CSRF can be considered a type of the confused deputy attack where the web browser (confused deputy) is tricked into sending a forged request (for a less privileged attacker) to a web application. A CSRF attack works because, by design, a web browser automatically attaches all cookies that it has for the target web application when a request is sent. A server that does not protect against CSRF would accept and execute the request as coming from the victim since the session cookie was part of the request. What is worse, the victim is not aware of the attack until when it is too late. The figure below shows the steps of a common CSRF attack. However, some conditions have to be fulfilled for the attack to work:
- The attacker must find an unprotected state-changing operation in the target web application.
- The victim must be already authenticated to the target web application (i.e. a session cookie is already stored in his/her browser).
- The attacker must forge the state-changing request correctly. This means that the attacker must include all HTML form fields or request parameters that the server-side expects.
- The attacker has to trick the authenticated victim into visiting the attacker’s website (where the CSRF attack will take place) or trick the victim into clicking a link.
- The means for authentication must be automatically attached to the request by the browser (e.g. Basic Authentication request header [7] or cookies). Note that, different from XSS, CSRF aims to reuse the session cookie, not steal it.

> LISTED ENTRIES:
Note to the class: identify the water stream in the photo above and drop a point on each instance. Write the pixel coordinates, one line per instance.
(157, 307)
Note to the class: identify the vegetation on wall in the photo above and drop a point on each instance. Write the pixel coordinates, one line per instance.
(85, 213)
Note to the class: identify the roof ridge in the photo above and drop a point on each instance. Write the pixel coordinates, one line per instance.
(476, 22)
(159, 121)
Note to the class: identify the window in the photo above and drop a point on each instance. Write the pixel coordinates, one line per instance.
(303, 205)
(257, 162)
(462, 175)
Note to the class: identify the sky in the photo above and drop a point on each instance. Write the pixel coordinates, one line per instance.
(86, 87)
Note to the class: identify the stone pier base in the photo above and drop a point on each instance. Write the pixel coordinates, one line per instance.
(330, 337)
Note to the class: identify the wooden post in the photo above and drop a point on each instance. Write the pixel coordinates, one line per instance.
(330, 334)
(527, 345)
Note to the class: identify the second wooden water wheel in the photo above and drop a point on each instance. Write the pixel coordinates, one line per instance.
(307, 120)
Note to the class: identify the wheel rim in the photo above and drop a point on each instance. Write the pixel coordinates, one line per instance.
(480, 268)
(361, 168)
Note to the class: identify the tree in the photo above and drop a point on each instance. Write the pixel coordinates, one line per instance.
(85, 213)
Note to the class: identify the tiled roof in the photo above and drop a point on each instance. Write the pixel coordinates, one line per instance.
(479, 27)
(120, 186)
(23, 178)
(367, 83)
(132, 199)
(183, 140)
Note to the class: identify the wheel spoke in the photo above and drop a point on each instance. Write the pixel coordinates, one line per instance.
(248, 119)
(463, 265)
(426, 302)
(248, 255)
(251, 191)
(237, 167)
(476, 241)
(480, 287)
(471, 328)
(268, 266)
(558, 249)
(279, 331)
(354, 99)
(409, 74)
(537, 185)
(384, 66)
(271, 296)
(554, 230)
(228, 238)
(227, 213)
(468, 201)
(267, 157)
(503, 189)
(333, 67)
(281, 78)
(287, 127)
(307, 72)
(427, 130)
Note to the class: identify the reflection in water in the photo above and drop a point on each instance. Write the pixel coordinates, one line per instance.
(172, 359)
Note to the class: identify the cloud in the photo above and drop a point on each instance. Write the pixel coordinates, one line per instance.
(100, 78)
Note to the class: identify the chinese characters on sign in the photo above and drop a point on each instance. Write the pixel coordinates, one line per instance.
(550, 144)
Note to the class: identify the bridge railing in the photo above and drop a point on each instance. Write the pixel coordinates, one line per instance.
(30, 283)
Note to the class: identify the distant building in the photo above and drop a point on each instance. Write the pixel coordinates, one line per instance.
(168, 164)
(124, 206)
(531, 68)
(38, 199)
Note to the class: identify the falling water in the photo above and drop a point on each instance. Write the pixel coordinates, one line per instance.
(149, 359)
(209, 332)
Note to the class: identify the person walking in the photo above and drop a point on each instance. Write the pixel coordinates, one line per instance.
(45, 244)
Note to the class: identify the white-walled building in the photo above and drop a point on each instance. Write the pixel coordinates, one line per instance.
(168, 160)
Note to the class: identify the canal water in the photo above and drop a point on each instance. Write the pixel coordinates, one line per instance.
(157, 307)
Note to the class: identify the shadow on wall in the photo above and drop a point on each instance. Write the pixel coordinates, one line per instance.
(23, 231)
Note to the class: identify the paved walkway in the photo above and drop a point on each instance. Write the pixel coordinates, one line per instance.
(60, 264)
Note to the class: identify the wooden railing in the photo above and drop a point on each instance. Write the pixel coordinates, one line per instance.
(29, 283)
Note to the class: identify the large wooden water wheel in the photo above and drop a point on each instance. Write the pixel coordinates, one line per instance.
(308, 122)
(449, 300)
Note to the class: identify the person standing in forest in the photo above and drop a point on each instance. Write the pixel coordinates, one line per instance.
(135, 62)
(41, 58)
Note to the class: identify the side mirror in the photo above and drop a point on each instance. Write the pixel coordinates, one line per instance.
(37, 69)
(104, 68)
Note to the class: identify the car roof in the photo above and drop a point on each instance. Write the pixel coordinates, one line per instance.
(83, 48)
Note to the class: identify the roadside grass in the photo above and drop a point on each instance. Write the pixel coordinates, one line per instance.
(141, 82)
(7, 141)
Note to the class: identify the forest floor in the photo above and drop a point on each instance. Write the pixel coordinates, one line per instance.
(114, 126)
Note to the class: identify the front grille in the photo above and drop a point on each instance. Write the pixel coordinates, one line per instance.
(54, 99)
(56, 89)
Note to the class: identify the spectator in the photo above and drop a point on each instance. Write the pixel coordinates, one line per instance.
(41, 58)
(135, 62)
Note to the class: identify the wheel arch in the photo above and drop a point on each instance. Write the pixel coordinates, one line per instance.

> DESCRIPTION OF THE TASK:
Reproduce everything in the CSRF text from "- The attacker must forge" down to "clicking a link.", word for word. Work from the CSRF text alone.

> RESPONSE:
- The attacker must forge the state-changing request correctly. This means that the attacker must include all HTML form fields or request parameters that the server-side expects.
- The attacker has to trick the authenticated victim into visiting the attacker’s website (where the CSRF attack will take place) or trick the victim into clicking a link.